*** Data to process

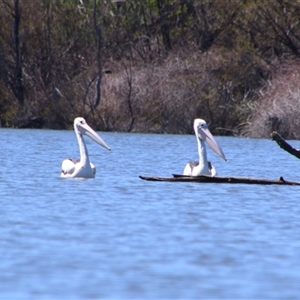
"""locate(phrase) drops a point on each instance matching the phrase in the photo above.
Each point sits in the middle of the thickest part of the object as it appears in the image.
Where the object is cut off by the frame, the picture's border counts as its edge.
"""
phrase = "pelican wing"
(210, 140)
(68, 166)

******
*** Data to process

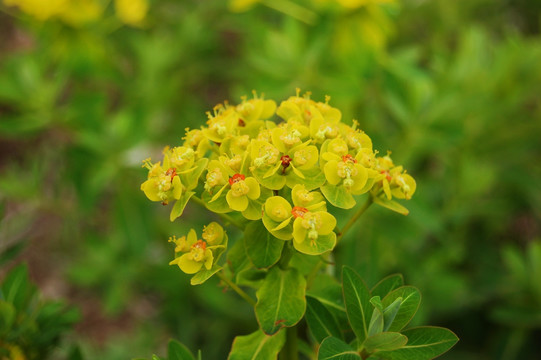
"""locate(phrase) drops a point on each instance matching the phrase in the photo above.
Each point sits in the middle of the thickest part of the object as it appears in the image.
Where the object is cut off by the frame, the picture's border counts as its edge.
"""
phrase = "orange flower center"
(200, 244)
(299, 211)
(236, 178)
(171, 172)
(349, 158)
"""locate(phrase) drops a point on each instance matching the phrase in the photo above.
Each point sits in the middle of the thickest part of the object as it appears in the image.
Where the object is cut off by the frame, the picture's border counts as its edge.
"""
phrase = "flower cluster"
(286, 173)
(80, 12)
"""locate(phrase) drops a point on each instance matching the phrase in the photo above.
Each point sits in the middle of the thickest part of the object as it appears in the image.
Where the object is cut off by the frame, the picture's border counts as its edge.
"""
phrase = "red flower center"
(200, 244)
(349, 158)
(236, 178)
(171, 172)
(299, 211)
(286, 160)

******

## What is asked
Gather every line of the rows that contains the word "flower". Case counts, so only lines with that exact capitalization qualify.

## The answer
phrase = "orange flower center"
phrase = "flower cluster"
phrase = "red flower center"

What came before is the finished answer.